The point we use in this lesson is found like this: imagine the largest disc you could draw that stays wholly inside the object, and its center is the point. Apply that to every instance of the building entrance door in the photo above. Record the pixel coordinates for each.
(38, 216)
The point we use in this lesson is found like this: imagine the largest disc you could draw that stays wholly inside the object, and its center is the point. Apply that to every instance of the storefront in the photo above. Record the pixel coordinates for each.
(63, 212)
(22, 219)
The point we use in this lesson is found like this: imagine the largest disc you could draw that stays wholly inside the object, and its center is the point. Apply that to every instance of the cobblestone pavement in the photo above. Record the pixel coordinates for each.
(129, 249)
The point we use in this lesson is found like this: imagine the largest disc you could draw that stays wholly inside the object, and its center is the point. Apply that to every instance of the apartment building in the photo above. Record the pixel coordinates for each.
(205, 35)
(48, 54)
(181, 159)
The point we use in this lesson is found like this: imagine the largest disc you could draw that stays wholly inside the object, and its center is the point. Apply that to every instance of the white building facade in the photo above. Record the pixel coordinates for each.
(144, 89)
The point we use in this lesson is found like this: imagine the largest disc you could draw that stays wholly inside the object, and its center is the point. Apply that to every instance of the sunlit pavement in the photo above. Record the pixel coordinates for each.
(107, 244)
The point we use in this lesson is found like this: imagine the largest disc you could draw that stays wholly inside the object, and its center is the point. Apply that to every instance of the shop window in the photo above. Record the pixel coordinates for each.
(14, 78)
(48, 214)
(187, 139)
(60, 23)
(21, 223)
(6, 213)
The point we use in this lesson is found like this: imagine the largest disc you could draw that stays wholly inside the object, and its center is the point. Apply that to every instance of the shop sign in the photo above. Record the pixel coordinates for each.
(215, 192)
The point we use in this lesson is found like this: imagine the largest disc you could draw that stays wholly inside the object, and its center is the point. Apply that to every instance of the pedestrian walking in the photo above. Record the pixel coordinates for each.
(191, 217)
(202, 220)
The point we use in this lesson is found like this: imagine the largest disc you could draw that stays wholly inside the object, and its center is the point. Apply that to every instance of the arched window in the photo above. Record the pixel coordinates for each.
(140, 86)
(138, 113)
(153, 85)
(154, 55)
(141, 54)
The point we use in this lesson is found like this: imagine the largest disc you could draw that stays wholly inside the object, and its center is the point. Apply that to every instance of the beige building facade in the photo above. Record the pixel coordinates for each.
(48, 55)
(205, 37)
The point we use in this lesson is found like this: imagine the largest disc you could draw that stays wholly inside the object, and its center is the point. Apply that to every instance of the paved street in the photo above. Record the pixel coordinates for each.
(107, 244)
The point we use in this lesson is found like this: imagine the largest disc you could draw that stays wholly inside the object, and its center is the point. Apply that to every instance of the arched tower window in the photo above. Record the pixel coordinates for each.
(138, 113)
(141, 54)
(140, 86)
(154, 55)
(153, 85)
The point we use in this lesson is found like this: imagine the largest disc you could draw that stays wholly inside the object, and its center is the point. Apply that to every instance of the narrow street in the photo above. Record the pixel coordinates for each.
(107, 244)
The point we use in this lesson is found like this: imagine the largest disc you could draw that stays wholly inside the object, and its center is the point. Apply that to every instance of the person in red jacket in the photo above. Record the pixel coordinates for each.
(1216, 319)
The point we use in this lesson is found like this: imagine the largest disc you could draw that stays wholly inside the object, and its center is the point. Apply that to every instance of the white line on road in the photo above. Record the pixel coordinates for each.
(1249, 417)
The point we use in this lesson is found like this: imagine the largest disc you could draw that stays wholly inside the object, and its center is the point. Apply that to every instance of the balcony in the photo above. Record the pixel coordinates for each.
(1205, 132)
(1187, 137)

### GIVEN EXERCISE
Format the whole listing above as a JSON list of strings, one string for each line, leaving out any blank lines.

### COMPLETE OUTPUT
[
  "The point we use in this lesson is found like this: imagine the largest disc you could draw that stays wholly inside the object, and its center is the point. Apply that to every instance of the building entrance door in the photo above. Record the pixel coordinates for each.",
  "(38, 216)",
  "The point we use in this lesson is found like this: imagine the largest disc you could draw that stays wholly inside the object, and its center is the point. Apply that to every instance of the storefront in the photo above. Record the pixel coordinates for each.",
  "(63, 212)",
  "(22, 219)",
  "The point we use in this lesson is found like this: imagine the largest disc you could draw that stays wholly inside the object, and its center is the point. Apply that to every instance of the cobblestone pavement in the photo above. Record the pixel coordinates for each.",
  "(129, 249)",
  "The point we use in this lesson is found like this: imagine the largest disc you could draw that stays wholly inside the object, and its center is the point. Apply that to every instance of the apartment building in the photo above. Record the pixel coordinates for each.",
  "(205, 35)",
  "(48, 54)",
  "(181, 159)",
  "The point we use in this lesson is found like this: imagine the largest disc you could draw that stays wholly inside the object, and its center is the point. Apply that to every instance of the white building facade in the photo above. Record the pixel coordinates for each.",
  "(144, 89)",
  "The point we use in this lesson is found like this: imagine the largest disc you could draw that stays wholly inside the object, and its center is the point. Apply that to every instance of the sunlit pavement in the photo above. Record the pixel coordinates for each.",
  "(107, 244)",
  "The point we use in this lesson is found like this: imagine the largest disc you could draw that stays wholly inside the object, and its center is the point. Apply that to every instance of the shop window in the photo above. Record the pixel coordinates for each.",
  "(14, 78)",
  "(48, 214)",
  "(187, 139)",
  "(60, 23)",
  "(21, 223)",
  "(6, 213)",
  "The point we use in this lesson is found like this: imagine the largest disc you could draw that stays wholly inside the object, and its center is the point. Apply that to every instance of the shop sign in the photo above. Record the pixel coordinates for each.",
  "(215, 192)",
  "The point we use in this lesson is found like this: imagine the largest disc you could draw that stays wholly inside the object, and its center is the point. Apply that to every instance of the pedestrian walking in the photo above. Record the pixel coordinates for each.",
  "(191, 217)",
  "(202, 220)",
  "The point we use in this lesson is found like this: imagine the largest disc you could draw that stays wholly inside the object, and its center is the point. Apply that to every instance of the arched window in the photo above. Record the pixel coordinates for each.",
  "(140, 86)",
  "(138, 113)",
  "(153, 85)",
  "(154, 55)",
  "(141, 54)",
  "The point we use in this lesson is found like this: imagine the largest disc you could draw that stays wholly inside the object, and its center is the point. Apply that to every instance of the beige building facade in the photo above. Record the pixel coordinates for each.",
  "(48, 55)",
  "(205, 37)",
  "The point we use in this lesson is found like this: imagine the largest disc you could draw that stays wholly inside the object, and its center is the point. Apply that to every instance of the paved street in the photo above. Record the pixel coordinates for each.",
  "(107, 244)",
  "The point we use in this lesson is found like this: imagine the largest disc you could draw that stays wholly inside the object, and its center is the point. Apply that to every instance of the arched tower window in the photo above. Record the pixel coordinates for each.",
  "(138, 113)",
  "(141, 54)",
  "(140, 86)",
  "(154, 55)",
  "(153, 85)",
  "The point we use in this lesson is found like this: imagine the largest disc you could draw that stays wholly inside the object, and its center is the point. Apply that to every instance of the narrow street in the photo above. Record the pixel coordinates for each.",
  "(107, 244)",
  "The point we use in this lesson is found like this: imagine the largest disc you could draw that stays wholly inside the object, and its center is the point. Apply that to every instance of the person in red jacket in the photo above. Record the pixel coordinates for each.",
  "(1216, 319)",
  "The point we use in this lesson is found like this: imagine the largest disc you could draw that stays wholly inside the object, and its center is the point. Apply that to every instance of the white line on road in the photo above. Record the pixel coordinates for each.",
  "(1249, 417)",
  "The point we use in this lesson is found like this: imagine the largest disc you could draw that stays wholly inside the object, and its center is the point. Apply that to every instance of the balcony in the photo above. Record the pixel coordinates for each.",
  "(1205, 132)",
  "(1187, 137)"
]